• [Document passage]:
::::::::
Geraldine Brooks’s mother, Gloria, had modeled courage for her daughter at home in Sydney in the 1960s. Gloria helped neighbors with their problems, advocating for a Greek woman whose employer failed to pay her the basic wage and taking on local issues. “My mother was a total champion of the underdog,” Brooks told me.

Geraldine’s parents were Leftists. Her father, Lawrie, had served in Palestine during the war and was an ardent supporter of the kibbutz movement in Israel. Gloria encouraged her daughter to do the things she most feared, encouraging her to audition for stage and television roles at a time when the shy teenager found mixing in large groups difficult. Brooks followed her mother’s advice, however, and appeared in some advertisements and a television comedy. Quoting her mother, Brooks said, “The minute you are afraid to do something, that’s when you do it.” Her mother, she added, “really understood the corrosive nature of fear.”

It was a lesson Brooks has never forgotten, and she fearlessly pursued her reporting under the harshest conditions. She came to the United States in 1982 to study for a Master’s degree in journalism at Columbia University. She was funded by a scholarship created in honor of the Australian journalist Greg Shackleton, who was murdered by Indonesian soldiers while covering the invasion of East Timor. Shackleton had hoped to study at Columbia and Brooks took seriously his mission of bearing witness. Working with the Australian journalist Wendy Bacon on the National Times during a stint back in Sydney also helped develop her appetite for difficult investigative reporting and provided a model of ethical journalism.

Brooks’s luck ran out in Nigeria in 1994 after a writer named Ken Saro-Wiwa inspired her to investigate the massacre of protestors in the Niger delta. Saro-Wiwa was a member of the Ogoni people, who were angry about the despoliation of their region by Royal Dutch Shell, which had extracted millions of dollars in oil from the region. When Brooks sought comment from the military about the killings she was immediately handed over to the secret police.

Lying on the floor in the dark and sweltering cell, Brooks feared she might be held for years, or even killed. To distract herself, she recited poems that she had memorized as a child. Brooks assumed that the nuns with whom she had been planning to meet would not worry about her. But, concerned by her failure to appear for the meeting, they located her driver who, in turn, confirmed that she had been taken by the secret police. The nuns then contacted the Wall Street Journal, and a couple of days later Brooks was escorted under guard to Lagos Airport and deported. Ken Saro-Wiwa was not so lucky. He was executed after being convicted on trumped-up charges. “He should have stayed away from Nigeria, in London, where he had a home. But instead of exile, he went back. Like Jamal Khashoggi, he mistakenly trusted in the basic decency of his countrymen,” Brooks said.

Despite her experience in prison, Brooks continued to work as a foreign correspondent, covering the civil war in Yugoslavia. It was only when she had her first child that she gave up the job, believing it would be difficult to combine the two roles. She settled in the US with her husband, the late Tony Horwitz, and published two potent works of non-fiction: an account of her interactions with women in Iran, Iraq, Saudi Arabia, Israel, Lebanon, and the United Arab Emirates entitled Nine Parts of Desire (1995), and a memoir, Foreign Correspondence (1998).
::::::::
• [Dataset]:
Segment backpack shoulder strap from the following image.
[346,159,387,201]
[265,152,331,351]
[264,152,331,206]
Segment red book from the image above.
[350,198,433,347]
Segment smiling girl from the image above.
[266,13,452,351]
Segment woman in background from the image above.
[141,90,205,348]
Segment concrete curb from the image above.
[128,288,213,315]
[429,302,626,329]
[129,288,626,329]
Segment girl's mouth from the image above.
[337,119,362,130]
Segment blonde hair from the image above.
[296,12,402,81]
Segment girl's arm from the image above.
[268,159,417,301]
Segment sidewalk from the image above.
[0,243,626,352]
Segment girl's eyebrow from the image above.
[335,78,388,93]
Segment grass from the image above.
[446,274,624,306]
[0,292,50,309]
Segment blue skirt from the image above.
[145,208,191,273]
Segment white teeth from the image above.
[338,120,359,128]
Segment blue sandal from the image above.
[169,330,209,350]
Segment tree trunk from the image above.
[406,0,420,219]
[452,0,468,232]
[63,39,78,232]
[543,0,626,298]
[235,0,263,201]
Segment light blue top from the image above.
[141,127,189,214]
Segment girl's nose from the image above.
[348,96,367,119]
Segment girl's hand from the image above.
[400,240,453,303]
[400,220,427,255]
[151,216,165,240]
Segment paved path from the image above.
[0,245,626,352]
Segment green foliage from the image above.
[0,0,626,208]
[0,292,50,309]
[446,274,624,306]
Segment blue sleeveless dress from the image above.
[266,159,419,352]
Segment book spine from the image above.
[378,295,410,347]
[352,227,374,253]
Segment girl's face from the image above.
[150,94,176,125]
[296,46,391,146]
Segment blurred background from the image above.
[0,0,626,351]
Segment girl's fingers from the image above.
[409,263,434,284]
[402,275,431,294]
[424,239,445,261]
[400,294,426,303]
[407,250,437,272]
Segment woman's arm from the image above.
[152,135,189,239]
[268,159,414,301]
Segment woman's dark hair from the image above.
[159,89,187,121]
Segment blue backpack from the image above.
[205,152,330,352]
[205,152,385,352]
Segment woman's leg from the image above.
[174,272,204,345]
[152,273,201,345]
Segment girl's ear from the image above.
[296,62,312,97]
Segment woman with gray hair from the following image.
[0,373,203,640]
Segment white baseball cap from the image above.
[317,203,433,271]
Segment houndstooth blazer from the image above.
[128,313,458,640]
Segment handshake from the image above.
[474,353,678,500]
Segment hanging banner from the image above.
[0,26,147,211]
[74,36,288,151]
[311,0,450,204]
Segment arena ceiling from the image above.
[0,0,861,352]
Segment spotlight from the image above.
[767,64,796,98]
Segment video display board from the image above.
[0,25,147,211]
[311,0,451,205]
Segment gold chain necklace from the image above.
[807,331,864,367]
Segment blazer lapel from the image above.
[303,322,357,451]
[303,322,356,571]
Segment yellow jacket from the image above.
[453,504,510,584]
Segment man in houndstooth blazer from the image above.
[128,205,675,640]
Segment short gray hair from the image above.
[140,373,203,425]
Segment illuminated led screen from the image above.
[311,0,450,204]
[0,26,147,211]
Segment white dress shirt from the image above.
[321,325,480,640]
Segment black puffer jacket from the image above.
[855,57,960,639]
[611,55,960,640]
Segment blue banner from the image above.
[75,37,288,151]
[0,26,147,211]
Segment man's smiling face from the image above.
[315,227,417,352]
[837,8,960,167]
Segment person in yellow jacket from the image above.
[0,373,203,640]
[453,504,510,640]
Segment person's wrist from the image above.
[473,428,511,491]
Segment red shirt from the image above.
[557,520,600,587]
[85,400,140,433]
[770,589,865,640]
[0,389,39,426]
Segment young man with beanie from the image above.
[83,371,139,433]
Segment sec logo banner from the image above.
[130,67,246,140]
::::::::
• [Goal 1]:
In the passage about Geraldine Brooks, at which university did she study for a Master's degree in journalism?
• [Goal 2]:
Reproduce the part of the passage about Geraldine Brooks starting at "Geraldine Brooks’s mother, Gloria, had" and ending at "Brooks told me.".

• [Final result 1]:
Columbia University

• [Final result 2]:
Geraldine Brooks’s mother, Gloria, had modeled courage for her daughter at home in Sydney in the 1960s. Gloria helped neighbors with their problems, advocating for a Greek woman whose employer failed to pay her the basic wage and taking on local issues. “My mother was a total champion of the underdog,” Brooks told me.